═══ Passage to read
# Obama to Make Chicago's Pullman Park a National Monument



## SarahZ (Feb 18, 2015)

http://www.washingtonpost.com/news/energy-environment/wp/2015/02/10/obama-to-make-chicagos-pullman-park-a-national-monument/



> President Obama will designate Chicago’s Pullman Park district, an iconic site in African American and labor history, as a national monument next week, according to White House officials.
> The area, which includes nearly 90 percent of the original buildings that rail car magnate George Pullman built a century ago for his factory town, was the birthplace of the nation’s first African American labor union. The president will travel to Chicago Feb. 19 to make the designation in person, said White House spokesman Frank Benenati in an e-mail.


----------



## SarahZ (Feb 18, 2015)

I'm not sure why the topic name changed my apostrophe to a question mark. Could a mod please change "Chicago?s" to "Chicago's"

Thanks!


----------



## crabby_appleton1950 (Feb 19, 2015)
══════
═══ Records shown
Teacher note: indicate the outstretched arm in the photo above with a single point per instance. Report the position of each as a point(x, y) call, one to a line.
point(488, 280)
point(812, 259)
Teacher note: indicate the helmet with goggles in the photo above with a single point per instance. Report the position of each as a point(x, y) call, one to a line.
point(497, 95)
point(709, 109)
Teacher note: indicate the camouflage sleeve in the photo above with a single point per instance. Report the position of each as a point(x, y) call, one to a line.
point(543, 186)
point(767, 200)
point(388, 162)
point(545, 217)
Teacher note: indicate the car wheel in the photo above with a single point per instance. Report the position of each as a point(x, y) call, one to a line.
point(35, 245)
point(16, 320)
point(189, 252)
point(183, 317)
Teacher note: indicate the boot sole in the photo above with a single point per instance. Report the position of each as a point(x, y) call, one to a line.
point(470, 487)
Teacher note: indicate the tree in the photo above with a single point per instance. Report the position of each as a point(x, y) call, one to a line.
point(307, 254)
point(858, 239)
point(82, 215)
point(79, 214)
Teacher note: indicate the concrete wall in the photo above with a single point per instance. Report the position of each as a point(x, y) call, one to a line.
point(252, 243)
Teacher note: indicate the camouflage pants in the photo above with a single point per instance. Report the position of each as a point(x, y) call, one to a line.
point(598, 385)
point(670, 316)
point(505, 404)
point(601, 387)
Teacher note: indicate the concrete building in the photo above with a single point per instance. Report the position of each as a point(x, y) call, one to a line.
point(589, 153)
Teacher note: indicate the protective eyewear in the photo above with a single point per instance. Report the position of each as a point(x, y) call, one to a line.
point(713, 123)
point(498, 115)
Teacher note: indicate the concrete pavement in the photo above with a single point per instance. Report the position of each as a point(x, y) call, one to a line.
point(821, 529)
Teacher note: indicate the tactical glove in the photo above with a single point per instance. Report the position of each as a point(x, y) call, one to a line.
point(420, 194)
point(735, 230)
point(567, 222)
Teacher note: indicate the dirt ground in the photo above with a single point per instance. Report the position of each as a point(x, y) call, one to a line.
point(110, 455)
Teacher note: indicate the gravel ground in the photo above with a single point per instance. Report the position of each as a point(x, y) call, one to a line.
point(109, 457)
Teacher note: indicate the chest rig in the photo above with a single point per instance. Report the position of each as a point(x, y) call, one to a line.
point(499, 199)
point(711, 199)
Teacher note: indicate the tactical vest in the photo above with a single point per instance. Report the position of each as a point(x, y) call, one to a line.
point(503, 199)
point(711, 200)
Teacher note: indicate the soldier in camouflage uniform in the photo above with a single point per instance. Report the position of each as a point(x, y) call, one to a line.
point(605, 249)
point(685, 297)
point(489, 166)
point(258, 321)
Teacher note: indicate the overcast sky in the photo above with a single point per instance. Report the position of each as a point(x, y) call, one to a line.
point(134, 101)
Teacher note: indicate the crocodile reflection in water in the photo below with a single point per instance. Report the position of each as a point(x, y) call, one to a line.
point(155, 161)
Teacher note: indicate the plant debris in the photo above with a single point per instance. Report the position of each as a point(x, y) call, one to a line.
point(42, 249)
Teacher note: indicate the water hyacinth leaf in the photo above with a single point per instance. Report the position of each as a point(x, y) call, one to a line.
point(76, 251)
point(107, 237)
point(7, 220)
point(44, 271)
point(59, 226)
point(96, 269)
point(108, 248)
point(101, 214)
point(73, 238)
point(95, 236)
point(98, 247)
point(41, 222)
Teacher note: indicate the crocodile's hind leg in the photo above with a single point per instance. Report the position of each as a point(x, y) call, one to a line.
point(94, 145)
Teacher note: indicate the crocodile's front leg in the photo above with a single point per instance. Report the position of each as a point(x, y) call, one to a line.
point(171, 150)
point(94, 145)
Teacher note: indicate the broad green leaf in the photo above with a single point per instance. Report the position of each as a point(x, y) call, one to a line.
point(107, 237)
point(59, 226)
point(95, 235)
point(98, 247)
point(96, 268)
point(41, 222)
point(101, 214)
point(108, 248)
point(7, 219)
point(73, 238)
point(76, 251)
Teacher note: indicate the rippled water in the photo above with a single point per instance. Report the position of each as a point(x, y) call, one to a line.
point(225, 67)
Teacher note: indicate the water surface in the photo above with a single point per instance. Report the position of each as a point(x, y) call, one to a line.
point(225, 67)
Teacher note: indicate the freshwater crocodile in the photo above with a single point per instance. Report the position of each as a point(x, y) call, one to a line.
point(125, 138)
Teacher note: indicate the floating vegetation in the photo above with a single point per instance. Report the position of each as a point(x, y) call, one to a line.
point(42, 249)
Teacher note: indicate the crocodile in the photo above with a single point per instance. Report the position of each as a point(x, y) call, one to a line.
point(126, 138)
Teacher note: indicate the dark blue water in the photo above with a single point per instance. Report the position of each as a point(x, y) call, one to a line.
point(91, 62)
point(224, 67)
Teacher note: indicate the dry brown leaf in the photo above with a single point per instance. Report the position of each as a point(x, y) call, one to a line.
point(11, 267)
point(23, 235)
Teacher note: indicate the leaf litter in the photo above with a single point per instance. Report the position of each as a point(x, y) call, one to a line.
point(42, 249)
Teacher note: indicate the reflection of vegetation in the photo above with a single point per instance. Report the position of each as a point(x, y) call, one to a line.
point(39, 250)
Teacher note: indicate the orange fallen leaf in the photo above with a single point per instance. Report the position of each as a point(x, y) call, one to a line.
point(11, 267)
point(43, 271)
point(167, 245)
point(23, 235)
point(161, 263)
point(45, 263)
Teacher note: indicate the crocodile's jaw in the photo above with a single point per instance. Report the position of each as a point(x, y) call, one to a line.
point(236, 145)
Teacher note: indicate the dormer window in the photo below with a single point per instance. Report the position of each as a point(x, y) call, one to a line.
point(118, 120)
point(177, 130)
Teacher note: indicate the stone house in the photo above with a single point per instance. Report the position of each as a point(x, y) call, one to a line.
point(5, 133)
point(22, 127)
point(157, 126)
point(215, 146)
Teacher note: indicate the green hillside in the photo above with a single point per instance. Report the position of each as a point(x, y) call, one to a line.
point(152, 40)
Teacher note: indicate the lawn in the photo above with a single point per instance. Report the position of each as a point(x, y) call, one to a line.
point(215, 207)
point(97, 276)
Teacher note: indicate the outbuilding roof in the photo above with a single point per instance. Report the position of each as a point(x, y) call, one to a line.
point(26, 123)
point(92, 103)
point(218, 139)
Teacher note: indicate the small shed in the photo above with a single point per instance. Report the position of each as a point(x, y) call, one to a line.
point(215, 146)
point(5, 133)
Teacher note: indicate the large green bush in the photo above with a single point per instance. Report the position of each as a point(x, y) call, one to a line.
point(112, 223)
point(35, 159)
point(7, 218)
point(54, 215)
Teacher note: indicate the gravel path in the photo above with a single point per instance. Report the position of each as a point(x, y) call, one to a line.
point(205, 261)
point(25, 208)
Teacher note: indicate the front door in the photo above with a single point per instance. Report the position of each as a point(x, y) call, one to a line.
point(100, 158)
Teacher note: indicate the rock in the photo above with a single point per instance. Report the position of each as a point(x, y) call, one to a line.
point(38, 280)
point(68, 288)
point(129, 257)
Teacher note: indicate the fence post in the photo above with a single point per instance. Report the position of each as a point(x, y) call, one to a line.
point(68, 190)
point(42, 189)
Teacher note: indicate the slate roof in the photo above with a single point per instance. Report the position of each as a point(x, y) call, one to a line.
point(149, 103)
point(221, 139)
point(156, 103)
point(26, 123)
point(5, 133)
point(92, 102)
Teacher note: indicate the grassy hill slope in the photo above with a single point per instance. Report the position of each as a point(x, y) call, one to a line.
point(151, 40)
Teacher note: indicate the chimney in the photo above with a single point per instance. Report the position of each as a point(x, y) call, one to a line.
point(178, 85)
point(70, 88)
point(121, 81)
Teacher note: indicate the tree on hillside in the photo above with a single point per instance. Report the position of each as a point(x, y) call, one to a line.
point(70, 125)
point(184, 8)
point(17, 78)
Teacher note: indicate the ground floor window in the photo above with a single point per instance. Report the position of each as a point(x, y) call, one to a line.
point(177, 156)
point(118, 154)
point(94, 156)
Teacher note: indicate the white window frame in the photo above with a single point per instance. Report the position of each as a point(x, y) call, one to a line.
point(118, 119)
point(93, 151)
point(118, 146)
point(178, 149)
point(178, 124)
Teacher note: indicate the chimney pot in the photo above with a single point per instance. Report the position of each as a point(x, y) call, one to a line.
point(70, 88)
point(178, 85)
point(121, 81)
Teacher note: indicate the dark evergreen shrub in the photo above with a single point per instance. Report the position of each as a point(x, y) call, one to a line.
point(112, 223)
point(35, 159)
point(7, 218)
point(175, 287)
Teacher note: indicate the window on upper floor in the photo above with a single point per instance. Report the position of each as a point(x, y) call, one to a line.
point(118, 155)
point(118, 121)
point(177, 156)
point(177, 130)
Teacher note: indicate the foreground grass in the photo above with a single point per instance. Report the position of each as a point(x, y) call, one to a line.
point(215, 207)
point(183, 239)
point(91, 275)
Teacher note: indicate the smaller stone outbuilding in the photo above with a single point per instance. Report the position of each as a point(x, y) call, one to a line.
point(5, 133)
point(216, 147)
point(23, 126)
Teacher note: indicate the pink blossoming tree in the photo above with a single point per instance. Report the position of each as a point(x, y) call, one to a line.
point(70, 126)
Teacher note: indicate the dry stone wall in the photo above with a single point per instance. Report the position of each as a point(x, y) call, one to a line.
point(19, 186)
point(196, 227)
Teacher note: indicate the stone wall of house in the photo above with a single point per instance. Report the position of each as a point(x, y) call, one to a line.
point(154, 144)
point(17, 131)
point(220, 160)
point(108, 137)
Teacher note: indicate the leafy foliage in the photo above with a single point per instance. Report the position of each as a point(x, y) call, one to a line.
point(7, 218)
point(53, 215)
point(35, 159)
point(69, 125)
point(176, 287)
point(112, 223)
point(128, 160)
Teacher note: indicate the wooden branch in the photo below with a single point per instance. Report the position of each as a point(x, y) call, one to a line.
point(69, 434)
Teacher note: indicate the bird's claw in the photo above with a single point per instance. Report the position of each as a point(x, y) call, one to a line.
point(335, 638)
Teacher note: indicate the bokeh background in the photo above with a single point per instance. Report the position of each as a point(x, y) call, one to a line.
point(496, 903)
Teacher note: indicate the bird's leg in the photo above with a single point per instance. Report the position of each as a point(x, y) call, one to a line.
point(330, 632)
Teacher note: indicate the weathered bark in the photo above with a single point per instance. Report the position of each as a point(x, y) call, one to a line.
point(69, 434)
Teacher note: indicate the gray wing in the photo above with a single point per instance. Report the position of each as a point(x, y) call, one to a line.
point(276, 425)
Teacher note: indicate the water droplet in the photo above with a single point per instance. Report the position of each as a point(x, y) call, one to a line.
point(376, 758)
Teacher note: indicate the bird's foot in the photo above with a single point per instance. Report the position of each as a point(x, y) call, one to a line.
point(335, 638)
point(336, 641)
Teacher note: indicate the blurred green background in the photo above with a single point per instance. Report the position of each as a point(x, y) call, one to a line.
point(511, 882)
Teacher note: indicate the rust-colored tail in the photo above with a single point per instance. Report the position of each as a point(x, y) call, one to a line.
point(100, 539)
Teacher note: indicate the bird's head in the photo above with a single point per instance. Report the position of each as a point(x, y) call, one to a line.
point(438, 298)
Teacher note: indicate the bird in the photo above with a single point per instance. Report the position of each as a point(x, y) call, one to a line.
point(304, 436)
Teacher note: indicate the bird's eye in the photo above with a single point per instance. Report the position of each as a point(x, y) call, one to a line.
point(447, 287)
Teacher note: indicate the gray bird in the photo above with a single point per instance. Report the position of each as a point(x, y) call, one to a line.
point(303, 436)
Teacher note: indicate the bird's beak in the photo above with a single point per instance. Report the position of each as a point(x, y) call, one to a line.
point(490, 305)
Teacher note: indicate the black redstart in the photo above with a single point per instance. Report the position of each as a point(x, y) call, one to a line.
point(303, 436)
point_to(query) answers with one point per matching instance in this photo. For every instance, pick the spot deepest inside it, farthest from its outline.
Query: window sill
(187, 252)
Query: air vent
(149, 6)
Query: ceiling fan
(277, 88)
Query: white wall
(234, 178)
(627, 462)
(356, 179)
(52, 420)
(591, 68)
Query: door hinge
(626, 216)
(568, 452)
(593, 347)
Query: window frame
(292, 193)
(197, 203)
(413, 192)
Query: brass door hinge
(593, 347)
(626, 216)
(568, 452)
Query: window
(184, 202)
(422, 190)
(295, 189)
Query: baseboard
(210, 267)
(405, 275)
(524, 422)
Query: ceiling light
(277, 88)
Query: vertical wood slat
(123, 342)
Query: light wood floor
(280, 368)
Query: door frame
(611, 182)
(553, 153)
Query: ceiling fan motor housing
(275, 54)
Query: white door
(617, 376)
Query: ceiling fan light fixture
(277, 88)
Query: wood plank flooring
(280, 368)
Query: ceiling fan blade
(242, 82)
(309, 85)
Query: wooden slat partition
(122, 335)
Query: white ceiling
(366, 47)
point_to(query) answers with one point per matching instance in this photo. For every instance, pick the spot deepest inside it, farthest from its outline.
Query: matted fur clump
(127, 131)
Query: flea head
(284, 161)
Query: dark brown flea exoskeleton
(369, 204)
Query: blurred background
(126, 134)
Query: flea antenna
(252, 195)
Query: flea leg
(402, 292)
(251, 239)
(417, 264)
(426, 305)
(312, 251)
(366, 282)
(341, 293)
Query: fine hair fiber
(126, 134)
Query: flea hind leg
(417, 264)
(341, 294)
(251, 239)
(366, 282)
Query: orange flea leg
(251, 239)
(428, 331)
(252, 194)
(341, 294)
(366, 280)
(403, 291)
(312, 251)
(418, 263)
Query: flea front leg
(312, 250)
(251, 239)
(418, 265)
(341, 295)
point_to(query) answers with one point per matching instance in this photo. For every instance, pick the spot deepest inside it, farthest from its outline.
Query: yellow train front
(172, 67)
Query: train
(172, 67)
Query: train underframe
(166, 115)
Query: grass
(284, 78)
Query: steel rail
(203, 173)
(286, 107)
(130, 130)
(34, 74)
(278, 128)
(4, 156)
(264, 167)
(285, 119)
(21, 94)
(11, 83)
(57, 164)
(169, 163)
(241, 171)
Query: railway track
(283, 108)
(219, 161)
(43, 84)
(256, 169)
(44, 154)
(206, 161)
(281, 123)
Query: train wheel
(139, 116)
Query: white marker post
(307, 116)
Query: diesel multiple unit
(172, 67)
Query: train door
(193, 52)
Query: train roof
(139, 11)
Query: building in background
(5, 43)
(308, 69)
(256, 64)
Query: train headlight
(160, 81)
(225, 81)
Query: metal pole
══════
__Things to do__.
A) Duplicate part of the Pullman Park thread word for word: begin at the words "# Obama to Make" and stop after "in an e-mail.".
B) Answer these questions from the Pullman Park thread.
(i) What share of George Pullman's original buildings does the area include?
(ii) On what date will the president travel to Chicago to make the designation?
(iii) What change to the topic name does SarahZ ask a mod to make?
The listing stands apart from the Pullman Park thread.

__Per-task outputs__.
A)
# Obama to Make Chicago's Pullman Park a National Monument



## SarahZ (Feb 18, 2015)

http://www.washingtonpost.com/news/energy-environment/wp/2015/02/10/obama-to-make-chicagos-pullman-park-a-national-monument/



> President Obama will designate Chicago’s Pullman Park district, an iconic site in African American and labor history, as a national monument next week, according to White House officials.
> The area, which includes nearly 90 percent of the original buildings that rail car magnate George Pullman built a century ago for his factory town, was the birthplace of the nation’s first African American labor union. The president will travel to Chicago Feb. 19 to make the designation in person, said White House spokesman Frank Benenati in an e-mail.

B)
(i) Nearly 90 percent.
(ii) Feb. 19.
(iii) To change "Chicago?s" to "Chicago's".